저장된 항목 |
^^^^^^^^
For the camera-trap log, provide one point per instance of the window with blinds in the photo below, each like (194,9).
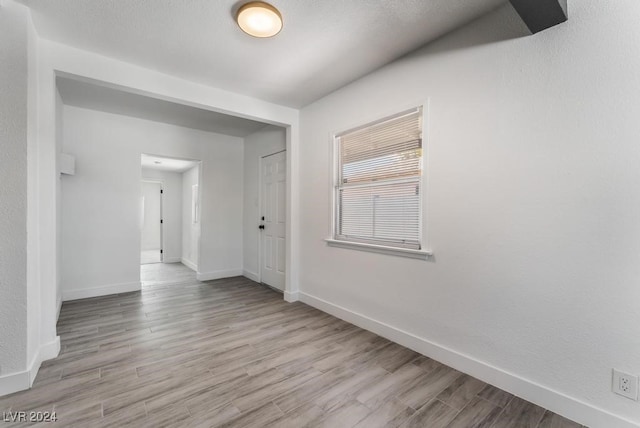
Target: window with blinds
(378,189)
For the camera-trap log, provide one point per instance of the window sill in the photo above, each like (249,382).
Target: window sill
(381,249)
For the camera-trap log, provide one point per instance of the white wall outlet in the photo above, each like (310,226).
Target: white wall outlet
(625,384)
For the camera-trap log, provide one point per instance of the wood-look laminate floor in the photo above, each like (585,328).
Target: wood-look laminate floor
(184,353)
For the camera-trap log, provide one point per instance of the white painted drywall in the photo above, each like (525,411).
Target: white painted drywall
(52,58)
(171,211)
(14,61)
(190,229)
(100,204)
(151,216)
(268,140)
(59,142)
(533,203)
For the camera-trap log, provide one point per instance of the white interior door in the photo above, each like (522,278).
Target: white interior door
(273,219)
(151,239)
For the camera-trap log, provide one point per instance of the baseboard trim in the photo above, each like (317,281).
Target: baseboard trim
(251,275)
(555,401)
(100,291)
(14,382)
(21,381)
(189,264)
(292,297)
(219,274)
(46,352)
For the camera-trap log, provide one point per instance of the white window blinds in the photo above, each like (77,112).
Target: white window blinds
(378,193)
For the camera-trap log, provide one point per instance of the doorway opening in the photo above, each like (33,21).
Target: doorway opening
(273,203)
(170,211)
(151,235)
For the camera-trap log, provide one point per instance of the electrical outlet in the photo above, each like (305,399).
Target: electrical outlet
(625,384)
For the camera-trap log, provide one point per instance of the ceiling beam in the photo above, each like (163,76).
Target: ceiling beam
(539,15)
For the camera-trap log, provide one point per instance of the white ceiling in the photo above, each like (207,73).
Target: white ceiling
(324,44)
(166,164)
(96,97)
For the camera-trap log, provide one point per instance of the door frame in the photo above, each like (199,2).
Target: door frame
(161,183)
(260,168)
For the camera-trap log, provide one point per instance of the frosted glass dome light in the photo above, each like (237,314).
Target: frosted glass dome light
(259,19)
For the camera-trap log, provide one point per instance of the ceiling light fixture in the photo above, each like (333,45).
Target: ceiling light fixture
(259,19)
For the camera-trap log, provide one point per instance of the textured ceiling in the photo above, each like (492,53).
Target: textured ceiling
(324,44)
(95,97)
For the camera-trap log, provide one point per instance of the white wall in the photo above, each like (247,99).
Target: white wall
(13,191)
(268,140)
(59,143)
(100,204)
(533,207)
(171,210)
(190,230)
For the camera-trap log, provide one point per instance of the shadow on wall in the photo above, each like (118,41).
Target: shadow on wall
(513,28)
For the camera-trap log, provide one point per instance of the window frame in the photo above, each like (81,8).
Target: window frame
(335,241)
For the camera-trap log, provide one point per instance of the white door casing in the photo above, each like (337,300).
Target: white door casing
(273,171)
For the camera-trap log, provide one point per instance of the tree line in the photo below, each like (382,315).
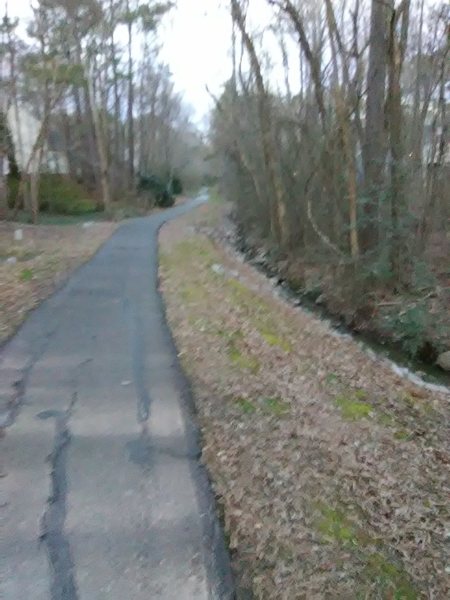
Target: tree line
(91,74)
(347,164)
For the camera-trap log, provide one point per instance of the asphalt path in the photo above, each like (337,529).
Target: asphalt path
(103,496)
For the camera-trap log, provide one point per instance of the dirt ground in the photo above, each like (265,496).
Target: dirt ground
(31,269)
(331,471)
^^^^^^^^
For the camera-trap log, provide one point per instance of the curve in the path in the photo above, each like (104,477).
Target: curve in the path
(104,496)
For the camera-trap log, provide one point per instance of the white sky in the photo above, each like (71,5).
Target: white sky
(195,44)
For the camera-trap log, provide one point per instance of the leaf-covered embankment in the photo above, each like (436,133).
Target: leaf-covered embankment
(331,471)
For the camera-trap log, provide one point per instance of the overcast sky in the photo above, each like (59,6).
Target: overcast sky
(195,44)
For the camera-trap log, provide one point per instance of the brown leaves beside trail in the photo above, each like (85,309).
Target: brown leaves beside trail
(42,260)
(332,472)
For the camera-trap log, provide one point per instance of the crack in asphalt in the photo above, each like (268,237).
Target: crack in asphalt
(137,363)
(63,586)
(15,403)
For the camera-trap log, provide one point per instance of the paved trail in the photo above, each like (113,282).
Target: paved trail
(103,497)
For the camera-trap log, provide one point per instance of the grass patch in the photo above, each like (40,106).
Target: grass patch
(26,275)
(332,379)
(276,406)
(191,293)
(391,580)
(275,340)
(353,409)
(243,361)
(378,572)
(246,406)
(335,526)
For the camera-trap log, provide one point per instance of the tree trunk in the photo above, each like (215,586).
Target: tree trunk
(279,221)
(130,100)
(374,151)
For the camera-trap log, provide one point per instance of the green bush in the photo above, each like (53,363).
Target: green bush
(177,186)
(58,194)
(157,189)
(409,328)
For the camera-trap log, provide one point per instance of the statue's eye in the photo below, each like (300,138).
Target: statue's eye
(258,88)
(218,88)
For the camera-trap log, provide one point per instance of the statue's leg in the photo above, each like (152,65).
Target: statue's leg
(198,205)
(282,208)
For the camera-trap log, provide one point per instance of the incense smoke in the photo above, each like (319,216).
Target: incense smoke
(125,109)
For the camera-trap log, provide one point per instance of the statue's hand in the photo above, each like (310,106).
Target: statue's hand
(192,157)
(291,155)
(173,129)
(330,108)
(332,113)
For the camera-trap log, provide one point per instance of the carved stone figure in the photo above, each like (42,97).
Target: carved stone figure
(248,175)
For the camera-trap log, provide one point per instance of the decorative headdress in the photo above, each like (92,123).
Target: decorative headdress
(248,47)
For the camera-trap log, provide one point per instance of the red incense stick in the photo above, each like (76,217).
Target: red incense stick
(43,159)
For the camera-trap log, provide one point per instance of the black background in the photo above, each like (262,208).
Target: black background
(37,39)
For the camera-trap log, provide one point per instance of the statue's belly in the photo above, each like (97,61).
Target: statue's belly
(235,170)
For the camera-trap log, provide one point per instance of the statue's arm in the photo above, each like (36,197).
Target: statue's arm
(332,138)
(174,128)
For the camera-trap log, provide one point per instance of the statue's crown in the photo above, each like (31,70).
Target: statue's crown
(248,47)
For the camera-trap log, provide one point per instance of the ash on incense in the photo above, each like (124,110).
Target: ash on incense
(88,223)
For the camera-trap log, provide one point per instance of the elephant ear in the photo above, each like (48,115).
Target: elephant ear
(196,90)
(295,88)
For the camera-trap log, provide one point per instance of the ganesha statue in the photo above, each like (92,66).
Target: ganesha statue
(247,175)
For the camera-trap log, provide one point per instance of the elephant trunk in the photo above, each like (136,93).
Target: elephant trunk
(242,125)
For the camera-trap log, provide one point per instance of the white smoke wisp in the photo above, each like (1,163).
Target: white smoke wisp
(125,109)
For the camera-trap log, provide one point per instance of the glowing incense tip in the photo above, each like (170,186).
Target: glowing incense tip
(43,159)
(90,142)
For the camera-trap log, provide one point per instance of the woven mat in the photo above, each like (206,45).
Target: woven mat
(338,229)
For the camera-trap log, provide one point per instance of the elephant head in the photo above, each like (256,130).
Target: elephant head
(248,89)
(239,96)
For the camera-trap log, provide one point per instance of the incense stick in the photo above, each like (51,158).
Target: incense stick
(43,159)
^^^^^^^^
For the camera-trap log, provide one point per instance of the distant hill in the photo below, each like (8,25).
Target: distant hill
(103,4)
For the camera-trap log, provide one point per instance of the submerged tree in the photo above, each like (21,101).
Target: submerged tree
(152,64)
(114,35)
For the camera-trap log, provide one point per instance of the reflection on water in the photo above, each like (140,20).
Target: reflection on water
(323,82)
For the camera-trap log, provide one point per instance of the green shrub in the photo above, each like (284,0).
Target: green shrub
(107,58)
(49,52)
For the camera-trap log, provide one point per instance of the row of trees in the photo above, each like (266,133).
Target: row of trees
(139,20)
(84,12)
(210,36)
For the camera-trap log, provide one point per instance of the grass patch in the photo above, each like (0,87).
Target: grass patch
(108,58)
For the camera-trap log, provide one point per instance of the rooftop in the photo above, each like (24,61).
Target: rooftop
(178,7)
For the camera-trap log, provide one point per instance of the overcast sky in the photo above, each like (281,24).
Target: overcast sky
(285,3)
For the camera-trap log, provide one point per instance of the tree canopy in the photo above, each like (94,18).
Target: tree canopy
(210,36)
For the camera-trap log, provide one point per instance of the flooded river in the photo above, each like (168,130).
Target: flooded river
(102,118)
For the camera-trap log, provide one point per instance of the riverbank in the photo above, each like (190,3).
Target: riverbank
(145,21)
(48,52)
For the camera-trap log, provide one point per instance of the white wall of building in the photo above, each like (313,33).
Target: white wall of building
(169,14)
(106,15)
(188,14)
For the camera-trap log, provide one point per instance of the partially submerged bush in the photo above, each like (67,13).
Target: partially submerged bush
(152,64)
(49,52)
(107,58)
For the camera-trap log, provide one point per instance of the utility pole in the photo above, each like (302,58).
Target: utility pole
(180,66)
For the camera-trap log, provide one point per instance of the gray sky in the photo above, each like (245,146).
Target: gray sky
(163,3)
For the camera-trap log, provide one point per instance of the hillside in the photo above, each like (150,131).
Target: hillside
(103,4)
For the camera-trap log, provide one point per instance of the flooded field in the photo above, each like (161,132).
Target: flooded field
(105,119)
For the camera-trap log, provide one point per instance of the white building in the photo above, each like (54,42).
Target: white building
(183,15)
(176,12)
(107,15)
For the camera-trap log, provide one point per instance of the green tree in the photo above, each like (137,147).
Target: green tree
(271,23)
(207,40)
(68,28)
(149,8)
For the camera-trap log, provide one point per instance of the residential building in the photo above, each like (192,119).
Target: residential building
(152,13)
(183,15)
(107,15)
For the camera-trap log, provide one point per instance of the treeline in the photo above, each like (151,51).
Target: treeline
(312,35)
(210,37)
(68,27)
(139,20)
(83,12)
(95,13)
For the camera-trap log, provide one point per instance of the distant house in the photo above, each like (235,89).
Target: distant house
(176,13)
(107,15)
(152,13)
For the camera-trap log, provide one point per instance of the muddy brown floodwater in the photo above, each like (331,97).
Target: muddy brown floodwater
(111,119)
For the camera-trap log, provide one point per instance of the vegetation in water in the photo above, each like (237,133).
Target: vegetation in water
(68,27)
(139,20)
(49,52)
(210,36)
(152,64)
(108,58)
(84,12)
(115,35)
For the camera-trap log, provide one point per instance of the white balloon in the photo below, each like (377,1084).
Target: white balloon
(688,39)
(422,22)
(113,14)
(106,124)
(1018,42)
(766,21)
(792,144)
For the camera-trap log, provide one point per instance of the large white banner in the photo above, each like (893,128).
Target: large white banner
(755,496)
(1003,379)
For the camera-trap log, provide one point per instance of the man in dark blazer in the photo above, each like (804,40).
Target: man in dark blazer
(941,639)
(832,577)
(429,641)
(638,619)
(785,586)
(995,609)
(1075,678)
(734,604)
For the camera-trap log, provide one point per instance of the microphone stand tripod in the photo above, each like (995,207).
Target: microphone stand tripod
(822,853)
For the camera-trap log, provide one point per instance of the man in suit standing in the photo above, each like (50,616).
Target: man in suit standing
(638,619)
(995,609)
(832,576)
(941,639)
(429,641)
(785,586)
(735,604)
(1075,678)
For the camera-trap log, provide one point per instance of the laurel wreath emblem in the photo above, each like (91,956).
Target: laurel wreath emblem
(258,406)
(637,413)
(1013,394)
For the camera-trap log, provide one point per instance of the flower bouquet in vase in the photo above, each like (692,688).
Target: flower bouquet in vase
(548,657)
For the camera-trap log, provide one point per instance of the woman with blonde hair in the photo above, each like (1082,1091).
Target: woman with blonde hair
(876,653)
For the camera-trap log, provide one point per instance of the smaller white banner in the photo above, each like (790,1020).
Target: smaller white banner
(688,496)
^^^^^^^^
위 데이터에서 "frosted"라는 단어가 들어 있는 줄을 모두 찾아 빠짐없이 옮겨 적으세요. 대문자와 소문자는 구별합니다.

답변 |
For the camera-trap log, provide one point per instance of the frosted glass dome light in the photo above, each like (237,314).
Target: frosted glass dome light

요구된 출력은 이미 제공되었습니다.